Do this
Can you format every line of the records below as a JSON list of strings, one string per line, with blank lines left out?

Records for this task
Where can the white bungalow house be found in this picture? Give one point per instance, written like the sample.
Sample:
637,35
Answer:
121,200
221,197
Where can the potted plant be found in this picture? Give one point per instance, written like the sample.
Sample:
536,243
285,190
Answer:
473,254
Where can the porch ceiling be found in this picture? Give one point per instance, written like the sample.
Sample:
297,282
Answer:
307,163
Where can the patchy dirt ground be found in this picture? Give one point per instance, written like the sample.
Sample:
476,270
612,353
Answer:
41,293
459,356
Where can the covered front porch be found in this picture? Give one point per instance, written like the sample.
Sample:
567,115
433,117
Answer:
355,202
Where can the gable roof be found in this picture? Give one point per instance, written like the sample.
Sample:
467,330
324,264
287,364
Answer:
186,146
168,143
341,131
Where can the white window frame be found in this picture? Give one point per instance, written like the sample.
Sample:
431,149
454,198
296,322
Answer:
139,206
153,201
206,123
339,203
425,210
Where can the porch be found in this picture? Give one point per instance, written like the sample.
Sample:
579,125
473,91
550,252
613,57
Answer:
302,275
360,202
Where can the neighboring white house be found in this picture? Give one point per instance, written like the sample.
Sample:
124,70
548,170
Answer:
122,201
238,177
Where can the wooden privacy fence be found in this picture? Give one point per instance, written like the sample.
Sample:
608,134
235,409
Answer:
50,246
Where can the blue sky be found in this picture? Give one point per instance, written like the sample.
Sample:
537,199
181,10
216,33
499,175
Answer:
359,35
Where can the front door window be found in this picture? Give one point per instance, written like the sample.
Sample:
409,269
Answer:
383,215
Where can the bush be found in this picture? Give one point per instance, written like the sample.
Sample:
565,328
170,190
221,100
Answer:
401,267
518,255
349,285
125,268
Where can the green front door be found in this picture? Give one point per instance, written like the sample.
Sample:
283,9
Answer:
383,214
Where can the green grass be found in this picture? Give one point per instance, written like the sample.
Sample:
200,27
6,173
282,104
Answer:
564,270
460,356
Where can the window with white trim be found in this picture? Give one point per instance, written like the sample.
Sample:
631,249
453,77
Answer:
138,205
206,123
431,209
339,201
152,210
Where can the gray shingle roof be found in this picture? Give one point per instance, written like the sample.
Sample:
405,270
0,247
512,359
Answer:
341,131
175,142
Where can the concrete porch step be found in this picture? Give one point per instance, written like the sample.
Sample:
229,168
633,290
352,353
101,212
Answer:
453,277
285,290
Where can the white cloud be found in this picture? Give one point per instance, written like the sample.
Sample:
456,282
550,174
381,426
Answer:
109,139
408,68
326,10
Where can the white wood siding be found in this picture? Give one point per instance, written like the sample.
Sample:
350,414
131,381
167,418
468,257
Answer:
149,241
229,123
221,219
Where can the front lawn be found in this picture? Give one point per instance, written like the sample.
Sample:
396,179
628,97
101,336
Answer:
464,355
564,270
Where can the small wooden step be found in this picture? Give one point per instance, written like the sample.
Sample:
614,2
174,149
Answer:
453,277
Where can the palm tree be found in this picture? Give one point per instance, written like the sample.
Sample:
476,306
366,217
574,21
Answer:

Correct output
[
  "Where can the white bungalow house be found in this picture? Give one point per instance, written like the sample.",
  "Sample:",
  "637,35",
  "Answer:",
  "121,200",
  "221,197",
  "Where can the potted plant be found in this picture? Give one point per instance, written like the sample.",
  "Sample:",
  "536,243",
  "285,190",
  "Answer:",
  "473,254",
  "Where can the porch ceiling be found in this picture? Give one point per instance, written like the sample.",
  "Sample:",
  "297,282",
  "Answer:",
  "307,163",
  "Where can the patchy dirt ground be found in this picture? Give one point per instance, written like the sample.",
  "Sample:",
  "476,270",
  "612,353",
  "Answer:",
  "41,293",
  "459,356",
  "Where can the covered front porch be found in this picture? Give one point per instance, written like the sample.",
  "Sample:",
  "567,115",
  "433,117",
  "Answer:",
  "355,202",
  "Where can the gable roof be found in this picture? Give one point per instance, written like the sample.",
  "Sample:",
  "467,330",
  "324,264",
  "287,364",
  "Answer:",
  "186,146",
  "168,143",
  "341,131",
  "Where can the white window frame be found in this picture? Give one point per instance, written like the sample.",
  "Sample:",
  "431,149",
  "454,198",
  "296,322",
  "Answer:",
  "139,206",
  "153,201",
  "206,123",
  "339,203",
  "425,210",
  "Where can the porch be found in this picture? Give one point per instance, written like the sample.",
  "Sample:",
  "579,125",
  "473,91",
  "550,252",
  "613,57",
  "Answer:",
  "302,275",
  "360,202",
  "Where can the neighboring white house be found in this picture? Give one point per instance, written like the sample.",
  "Sample:",
  "124,70",
  "548,170",
  "Answer:",
  "122,201",
  "238,177",
  "Where can the wooden privacy fence be found in this picture? Give one point per instance, written like the sample.",
  "Sample:",
  "608,134",
  "235,409",
  "Answer:",
  "50,246",
  "Where can the blue sky be found in this picture? Give one point per instance, written like the sample.",
  "Sample:",
  "537,199",
  "181,10",
  "216,33",
  "499,175",
  "Answer:",
  "359,35",
  "Where can the front door window be found in this picture? Give one point per instance, written like the sample.",
  "Sample:",
  "409,269",
  "Answer:",
  "383,215",
  "Where can the bush be found in this picture? Give one point per instance, written like the sample.",
  "Sample:",
  "565,328",
  "170,190",
  "221,100",
  "Answer:",
  "401,267",
  "518,255",
  "349,285",
  "125,268",
  "Where can the green front door be found in this picture? Give one point per instance, written like the sample.",
  "Sample:",
  "283,9",
  "Answer:",
  "383,214",
  "Where can the green grass be found in this picture? Give one point per instance, written like the sample.",
  "Sample:",
  "200,27",
  "6,173",
  "282,104",
  "Answer:",
  "564,270",
  "460,356",
  "Where can the window with white trim be found in this picture? Give one point per instance, written like the sample.",
  "Sample:",
  "631,249",
  "453,77",
  "Answer:",
  "138,205",
  "206,123",
  "431,209",
  "339,201",
  "152,210",
  "Where can the gray shingle roof be found in this picture? Give one point per instance, written like the sample.",
  "Sample:",
  "405,270",
  "0,247",
  "512,359",
  "Answer:",
  "341,131",
  "175,142",
  "Where can the concrete porch step be found in this picture? Give one point per instance, written like the sample.",
  "Sample:",
  "229,168",
  "633,290",
  "352,353",
  "101,212",
  "Answer:",
  "453,277",
  "285,290",
  "Where can the white cloud be found in this picture? Give one point per instance, written like the sample.",
  "Sample:",
  "456,282",
  "550,174",
  "381,426",
  "Answer:",
  "109,139",
  "408,68",
  "326,10",
  "Where can the white wood siding be found in this picture? Give one point per instance, written like the sample.",
  "Sample:",
  "350,414",
  "131,381",
  "167,418",
  "468,257",
  "Answer:",
  "149,241",
  "229,123",
  "221,219",
  "Where can the front lawn be found in this picture? Give one point per instance, written like the sample.",
  "Sample:",
  "396,179",
  "628,97",
  "101,336",
  "Answer:",
  "464,355",
  "564,270",
  "Where can the small wooden step be found in this picture? Give one point per instance, written like the sample.",
  "Sample:",
  "614,2",
  "174,149",
  "Answer:",
  "453,277",
  "Where can the palm tree be found in this picture? Give one point per instance, written like the sample.",
  "Sample:",
  "476,306",
  "366,217",
  "574,21",
  "Answer:"
]